── THE DATA ──

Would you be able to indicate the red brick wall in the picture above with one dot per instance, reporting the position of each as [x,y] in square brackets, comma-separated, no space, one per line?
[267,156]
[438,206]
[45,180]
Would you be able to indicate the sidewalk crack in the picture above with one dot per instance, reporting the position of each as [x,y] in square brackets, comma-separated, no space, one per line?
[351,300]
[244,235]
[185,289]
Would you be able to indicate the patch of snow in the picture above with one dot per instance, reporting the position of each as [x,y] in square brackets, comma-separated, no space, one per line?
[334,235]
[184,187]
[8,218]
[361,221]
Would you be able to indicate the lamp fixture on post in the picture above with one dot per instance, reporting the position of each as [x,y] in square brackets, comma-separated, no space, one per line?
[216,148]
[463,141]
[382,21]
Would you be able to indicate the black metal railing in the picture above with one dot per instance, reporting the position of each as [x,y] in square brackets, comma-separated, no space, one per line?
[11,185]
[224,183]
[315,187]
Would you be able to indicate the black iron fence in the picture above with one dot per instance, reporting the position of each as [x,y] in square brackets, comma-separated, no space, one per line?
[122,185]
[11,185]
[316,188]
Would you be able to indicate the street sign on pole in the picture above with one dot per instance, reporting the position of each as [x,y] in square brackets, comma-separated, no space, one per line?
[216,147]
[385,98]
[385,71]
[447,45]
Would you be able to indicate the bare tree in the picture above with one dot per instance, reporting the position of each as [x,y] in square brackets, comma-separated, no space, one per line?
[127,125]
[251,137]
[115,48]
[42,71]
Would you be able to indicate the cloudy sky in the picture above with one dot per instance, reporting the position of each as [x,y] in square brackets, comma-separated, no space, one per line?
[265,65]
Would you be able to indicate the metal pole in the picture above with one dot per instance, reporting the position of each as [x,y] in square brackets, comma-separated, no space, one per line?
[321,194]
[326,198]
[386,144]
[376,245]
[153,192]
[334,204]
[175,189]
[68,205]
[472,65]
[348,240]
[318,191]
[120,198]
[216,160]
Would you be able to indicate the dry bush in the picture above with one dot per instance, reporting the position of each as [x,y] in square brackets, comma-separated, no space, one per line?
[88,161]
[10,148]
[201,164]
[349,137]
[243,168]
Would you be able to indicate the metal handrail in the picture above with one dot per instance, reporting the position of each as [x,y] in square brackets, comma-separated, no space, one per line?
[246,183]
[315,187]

───

TASK ITEM -> Retype the records in full. Keep every line identical to the original.

REPLY ->
Would you be able to indicate the red brick wall in the picture above with one dot per instance, reporting the position of each as [x,y] in square brackets, comma-separated, no space, one per line?
[267,156]
[438,206]
[45,180]
Would you be able to indicate the sidewalk crack in the picture above with one dot per instance, reporting the position of each as [x,y] in square brackets, comma-separated, no space, one per line?
[351,300]
[244,235]
[185,289]
Would you be able to indicate the patch of snow in the picture above with one dot per instance, reporting the position of each as [x,y] in square brackets, comma-separated, no space, one per line?
[334,235]
[184,187]
[8,218]
[361,221]
Would you be able to indicate the lamp fixture on post in the picture above with one dot per instance, reporting the position of each as [x,y] in square brackets, comma-separated, no space, one per line?
[216,148]
[463,141]
[382,21]
Would you be able to indicate the black metal railing in the picture above with one dot per instance, reporting the position of each as [x,y] in square brackets, comma-separated, no space, one per line?
[11,185]
[224,183]
[315,187]
Would you be able to indicate the black iron fence in the picture above with one dot per instance, reporting the position of each as [x,y] in square brackets, comma-separated, no space, one per line?
[122,185]
[11,185]
[316,188]
Would you be able to indicate the street sign on pole in the picture above with one dot per instance, reporting the position of each as [x,y] in square brackets, comma-separated, no space, one per line?
[216,147]
[385,98]
[385,71]
[447,45]
Would you be able to indicate the bare tree in the picture above with one dot per instance, reporting the position of each as [x,y] in square brackets, comma-separated, no space, one per line?
[127,125]
[251,137]
[115,48]
[42,71]
Would you be able to indicate the cloudy sky in the picture above with one dot per instance, reporting the position of each as [x,y] in square brackets, comma-separated, no space, one per line?
[265,65]
Would you be able to indicate the metal pole in the picture above with one dot per instance, reporting the position of each as [x,y] in square brackets, comma-separated, no space, one per line?
[321,194]
[326,198]
[386,144]
[376,245]
[153,192]
[334,204]
[175,189]
[68,205]
[472,65]
[348,240]
[318,191]
[120,198]
[216,160]
Would you be able to indicate the dry bush in the picture above with one dot per instance, reporting the position of each as [x,y] in square brackets, comma-separated, no space, one per line?
[88,161]
[10,148]
[201,164]
[349,137]
[243,168]
Would you be able to indicate the metal handrail in the picture above with one dot per instance, reporting the position of each as [x,y] in square brackets, comma-separated, no space, one per line?
[246,183]
[315,187]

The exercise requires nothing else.